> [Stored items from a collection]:

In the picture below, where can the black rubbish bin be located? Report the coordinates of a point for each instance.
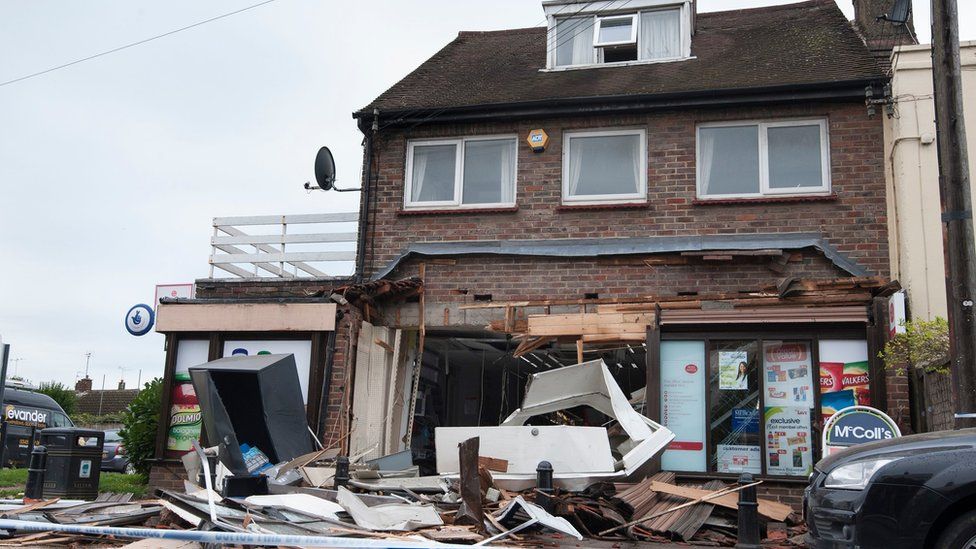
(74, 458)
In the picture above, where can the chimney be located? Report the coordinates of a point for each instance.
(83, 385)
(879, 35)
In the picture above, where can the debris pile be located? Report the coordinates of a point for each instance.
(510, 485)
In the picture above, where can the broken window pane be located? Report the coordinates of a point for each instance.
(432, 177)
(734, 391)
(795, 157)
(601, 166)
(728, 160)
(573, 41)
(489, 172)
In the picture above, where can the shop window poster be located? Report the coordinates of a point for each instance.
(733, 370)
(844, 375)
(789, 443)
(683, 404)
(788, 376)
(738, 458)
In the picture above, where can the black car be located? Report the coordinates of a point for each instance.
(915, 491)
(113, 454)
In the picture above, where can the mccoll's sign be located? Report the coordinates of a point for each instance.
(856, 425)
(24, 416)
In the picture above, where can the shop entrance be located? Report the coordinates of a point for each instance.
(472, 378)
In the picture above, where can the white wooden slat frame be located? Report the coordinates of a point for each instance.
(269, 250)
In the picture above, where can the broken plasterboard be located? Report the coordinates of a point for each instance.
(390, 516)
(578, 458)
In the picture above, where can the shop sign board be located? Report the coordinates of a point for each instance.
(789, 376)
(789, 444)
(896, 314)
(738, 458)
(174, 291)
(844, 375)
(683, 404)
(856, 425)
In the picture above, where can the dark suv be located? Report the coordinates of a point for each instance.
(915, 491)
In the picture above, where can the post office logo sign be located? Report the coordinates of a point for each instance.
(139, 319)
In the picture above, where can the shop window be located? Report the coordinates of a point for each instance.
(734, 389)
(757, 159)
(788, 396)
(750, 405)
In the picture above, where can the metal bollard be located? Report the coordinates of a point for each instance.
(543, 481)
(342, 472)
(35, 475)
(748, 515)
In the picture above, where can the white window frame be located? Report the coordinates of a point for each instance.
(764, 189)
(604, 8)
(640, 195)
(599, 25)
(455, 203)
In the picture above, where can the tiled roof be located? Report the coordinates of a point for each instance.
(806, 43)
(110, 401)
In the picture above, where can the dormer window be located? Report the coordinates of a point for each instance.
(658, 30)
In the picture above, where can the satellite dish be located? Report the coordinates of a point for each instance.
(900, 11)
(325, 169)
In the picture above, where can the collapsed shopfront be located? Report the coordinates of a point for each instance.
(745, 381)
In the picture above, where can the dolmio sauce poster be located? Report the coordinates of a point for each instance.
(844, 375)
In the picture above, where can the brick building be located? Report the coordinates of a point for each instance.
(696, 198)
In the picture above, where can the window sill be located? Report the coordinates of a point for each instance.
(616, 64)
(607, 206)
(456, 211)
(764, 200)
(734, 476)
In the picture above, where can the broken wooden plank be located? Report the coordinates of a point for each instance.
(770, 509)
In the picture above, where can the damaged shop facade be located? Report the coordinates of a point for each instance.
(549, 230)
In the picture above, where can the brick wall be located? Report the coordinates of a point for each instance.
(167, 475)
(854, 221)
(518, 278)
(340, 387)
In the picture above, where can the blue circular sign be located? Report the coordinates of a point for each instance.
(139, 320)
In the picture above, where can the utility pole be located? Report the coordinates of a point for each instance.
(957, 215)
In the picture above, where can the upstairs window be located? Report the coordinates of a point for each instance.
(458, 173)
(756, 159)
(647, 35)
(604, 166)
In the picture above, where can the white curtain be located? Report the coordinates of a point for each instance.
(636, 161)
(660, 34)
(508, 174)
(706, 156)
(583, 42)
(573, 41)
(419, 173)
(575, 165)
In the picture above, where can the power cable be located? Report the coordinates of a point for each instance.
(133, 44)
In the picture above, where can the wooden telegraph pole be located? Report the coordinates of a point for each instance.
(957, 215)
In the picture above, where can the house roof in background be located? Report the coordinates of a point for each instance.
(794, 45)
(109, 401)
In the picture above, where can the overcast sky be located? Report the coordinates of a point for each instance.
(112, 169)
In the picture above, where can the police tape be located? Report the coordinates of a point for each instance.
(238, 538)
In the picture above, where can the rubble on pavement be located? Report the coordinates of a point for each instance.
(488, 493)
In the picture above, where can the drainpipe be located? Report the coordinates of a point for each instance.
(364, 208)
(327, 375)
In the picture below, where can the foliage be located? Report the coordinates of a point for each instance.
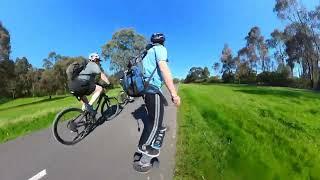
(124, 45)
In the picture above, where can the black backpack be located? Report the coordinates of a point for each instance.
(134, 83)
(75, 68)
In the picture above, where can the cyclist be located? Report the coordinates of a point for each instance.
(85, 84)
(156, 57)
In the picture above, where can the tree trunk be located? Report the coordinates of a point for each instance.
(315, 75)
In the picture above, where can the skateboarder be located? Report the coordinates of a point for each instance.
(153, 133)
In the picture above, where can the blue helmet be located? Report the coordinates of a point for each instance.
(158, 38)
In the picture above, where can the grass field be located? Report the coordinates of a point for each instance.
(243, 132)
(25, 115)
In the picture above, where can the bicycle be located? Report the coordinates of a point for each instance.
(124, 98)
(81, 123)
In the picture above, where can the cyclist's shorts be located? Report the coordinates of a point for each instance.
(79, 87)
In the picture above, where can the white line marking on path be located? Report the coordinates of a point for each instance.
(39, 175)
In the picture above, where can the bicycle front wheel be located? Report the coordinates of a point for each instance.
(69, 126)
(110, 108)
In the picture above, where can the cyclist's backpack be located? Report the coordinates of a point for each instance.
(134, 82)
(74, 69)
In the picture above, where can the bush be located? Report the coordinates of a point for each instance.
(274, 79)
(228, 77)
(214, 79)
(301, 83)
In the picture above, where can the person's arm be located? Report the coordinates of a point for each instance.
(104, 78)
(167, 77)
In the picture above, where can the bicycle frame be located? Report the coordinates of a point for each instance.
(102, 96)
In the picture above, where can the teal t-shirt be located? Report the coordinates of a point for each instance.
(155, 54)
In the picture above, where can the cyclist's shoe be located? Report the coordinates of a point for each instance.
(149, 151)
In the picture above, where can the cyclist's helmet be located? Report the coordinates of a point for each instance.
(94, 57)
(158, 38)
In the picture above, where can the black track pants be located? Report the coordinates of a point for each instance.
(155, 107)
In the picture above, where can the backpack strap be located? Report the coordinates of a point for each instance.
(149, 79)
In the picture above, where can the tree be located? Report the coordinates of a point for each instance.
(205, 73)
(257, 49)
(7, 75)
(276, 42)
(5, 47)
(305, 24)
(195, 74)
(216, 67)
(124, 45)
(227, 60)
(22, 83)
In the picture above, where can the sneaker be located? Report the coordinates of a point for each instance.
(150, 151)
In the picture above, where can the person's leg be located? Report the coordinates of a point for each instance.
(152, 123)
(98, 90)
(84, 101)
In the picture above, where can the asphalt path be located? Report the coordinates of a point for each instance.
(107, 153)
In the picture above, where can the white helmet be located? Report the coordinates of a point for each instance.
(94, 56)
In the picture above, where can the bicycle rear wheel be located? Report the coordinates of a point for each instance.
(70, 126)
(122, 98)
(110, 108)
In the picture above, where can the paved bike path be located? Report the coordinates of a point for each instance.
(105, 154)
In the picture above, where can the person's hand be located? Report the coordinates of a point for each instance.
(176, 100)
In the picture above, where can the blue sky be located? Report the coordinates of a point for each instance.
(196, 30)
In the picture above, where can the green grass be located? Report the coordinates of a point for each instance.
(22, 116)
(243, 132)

---

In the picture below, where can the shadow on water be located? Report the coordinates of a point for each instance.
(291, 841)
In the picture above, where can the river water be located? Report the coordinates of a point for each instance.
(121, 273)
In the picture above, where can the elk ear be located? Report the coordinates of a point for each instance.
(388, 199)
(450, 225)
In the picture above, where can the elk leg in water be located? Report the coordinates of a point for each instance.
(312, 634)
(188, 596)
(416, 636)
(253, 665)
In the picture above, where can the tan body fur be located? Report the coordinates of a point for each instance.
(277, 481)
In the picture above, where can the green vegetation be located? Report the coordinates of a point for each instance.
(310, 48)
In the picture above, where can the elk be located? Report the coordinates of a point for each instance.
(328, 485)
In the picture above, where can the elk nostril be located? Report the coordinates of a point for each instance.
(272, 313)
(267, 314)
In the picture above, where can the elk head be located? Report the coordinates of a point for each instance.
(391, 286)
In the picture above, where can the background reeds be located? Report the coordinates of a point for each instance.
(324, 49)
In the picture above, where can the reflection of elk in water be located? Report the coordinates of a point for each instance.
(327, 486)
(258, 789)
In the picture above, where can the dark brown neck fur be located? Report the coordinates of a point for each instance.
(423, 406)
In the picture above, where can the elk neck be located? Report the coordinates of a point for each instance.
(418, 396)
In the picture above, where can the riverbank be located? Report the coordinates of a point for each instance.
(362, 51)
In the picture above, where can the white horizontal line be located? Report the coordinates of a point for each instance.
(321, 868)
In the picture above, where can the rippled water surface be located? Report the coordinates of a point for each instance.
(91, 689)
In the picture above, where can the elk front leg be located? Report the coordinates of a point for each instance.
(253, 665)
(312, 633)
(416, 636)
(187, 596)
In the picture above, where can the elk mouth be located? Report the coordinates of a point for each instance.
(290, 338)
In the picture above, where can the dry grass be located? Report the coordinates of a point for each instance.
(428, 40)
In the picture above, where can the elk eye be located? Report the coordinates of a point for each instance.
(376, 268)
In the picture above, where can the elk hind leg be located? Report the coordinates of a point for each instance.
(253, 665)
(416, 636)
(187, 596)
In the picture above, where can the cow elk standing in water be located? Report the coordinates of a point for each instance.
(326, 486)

> [EXERCISE TASK]: Find each line in the items above that contains the string "grass", treating uppercase and lowercase as different, and copy those lines out.

> [EXERCISE RESULT]:
In the picture above, where can the grass field be located? Report the coordinates of a point for each instance.
In the picture above, where can the green grass be located? Report the coordinates of a point for each instance.
In the picture above, where can the dry grass be located? Report the coordinates of a point for each instance.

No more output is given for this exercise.